* Request
Set down every record once more, exactly as given.

[Extracted records]
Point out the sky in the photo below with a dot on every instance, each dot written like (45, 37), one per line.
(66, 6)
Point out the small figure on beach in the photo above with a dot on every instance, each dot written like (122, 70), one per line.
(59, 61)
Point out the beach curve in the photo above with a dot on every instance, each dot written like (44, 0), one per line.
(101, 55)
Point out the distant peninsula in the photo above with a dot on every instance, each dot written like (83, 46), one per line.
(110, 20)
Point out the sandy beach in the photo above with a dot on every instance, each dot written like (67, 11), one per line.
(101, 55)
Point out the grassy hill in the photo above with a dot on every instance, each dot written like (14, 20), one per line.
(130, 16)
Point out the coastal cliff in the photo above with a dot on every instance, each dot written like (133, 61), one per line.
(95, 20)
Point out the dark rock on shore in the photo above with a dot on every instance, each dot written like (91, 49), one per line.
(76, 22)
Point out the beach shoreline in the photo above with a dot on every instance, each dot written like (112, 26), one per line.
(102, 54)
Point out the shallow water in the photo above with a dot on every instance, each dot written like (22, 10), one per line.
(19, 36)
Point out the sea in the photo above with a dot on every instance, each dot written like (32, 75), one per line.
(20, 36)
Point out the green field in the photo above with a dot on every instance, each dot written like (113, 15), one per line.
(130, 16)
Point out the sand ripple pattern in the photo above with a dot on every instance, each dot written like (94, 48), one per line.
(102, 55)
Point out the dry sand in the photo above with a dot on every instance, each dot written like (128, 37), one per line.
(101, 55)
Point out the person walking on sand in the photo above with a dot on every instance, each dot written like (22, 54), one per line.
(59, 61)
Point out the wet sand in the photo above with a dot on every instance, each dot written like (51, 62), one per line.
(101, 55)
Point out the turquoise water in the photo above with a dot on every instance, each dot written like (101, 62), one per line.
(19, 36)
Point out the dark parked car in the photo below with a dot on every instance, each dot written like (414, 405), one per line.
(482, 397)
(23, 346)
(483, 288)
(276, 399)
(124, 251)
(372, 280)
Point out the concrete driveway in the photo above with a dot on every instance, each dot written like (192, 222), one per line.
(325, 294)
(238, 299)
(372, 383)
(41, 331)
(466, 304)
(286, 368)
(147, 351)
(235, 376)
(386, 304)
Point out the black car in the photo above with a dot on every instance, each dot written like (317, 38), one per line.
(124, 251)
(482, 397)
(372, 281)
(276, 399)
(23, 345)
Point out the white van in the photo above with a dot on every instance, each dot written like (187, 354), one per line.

* Solution to this problem
Point out the sky in the photo below with a dot on every instance, each dot written like (45, 37), one per line.
(66, 6)
Point out the small figure on beach in the photo above with a dot on every instance, each dot written like (122, 70), one per line.
(59, 61)
Point out the beach curve in the photo above with a dot on every instance, each dot written like (44, 0), one per line.
(101, 55)
Point out the distant peninsula in the photo above with a dot on every instance, each dot written like (83, 46), one per line.
(110, 20)
Point out the sandy beach in the photo above with a dot on every instance, each dot written like (67, 11), one per line.
(101, 55)
Point out the grassy hill in the photo above with a dot on every instance, each dot written like (14, 20), one per line.
(130, 16)
Point out the coastal cliff in the photo above with a dot on every instance, each dot written like (133, 61), one per line.
(95, 20)
Point out the dark rock on shore in the photo above with a dot on every instance, each dot written like (91, 49), one per line.
(76, 22)
Point out the beach shoreline in the photo above with a dot on every instance, each dot written like (112, 26), one per line.
(102, 54)
Point out the shallow water in the photo above with a dot on every instance, each dot written like (22, 10), one per line.
(19, 36)
Point out the sea in the photo above with a dot on every instance, each dot written like (32, 75), one per line.
(20, 36)
Point out the green field in the photo above with a dot on every instance, each dot written like (113, 15), one per line.
(130, 16)
Point out the sand ripple pattern in the photo above with a dot on every instance, each dot written like (94, 48), one per line.
(102, 55)
Point out the dry sand in the photo above with a dot on every instance, each dot written like (128, 37), one per line.
(101, 55)
Point out the person walking on sand in the photo above with a dot on every instance, each dot written like (22, 54), one per line.
(59, 61)
Point out the wet sand in the photo above with a dot on every instance, each dot written like (51, 62), one per line.
(101, 55)
Point out the turquoise water in the photo above with a dot on every instance, each dot written like (101, 62), one per line.
(19, 36)
Point out the dark parked car in the photo below with a dot on every instance, each dot written like (414, 405), one per line.
(482, 397)
(23, 346)
(483, 288)
(276, 399)
(124, 251)
(372, 280)
Point out the concrete driveway in the photo above with a dot on every instance, each dot written like (192, 222), one per line.
(325, 294)
(238, 299)
(372, 383)
(41, 331)
(466, 304)
(286, 368)
(147, 351)
(235, 376)
(386, 304)
Point out the black car in the photo above with a dot on every instance, each dot written like (317, 38), one per line.
(124, 251)
(482, 397)
(372, 281)
(276, 399)
(23, 345)
Point out the white van in the photo above with a dot on every instance, each dot written like (187, 354), one per line.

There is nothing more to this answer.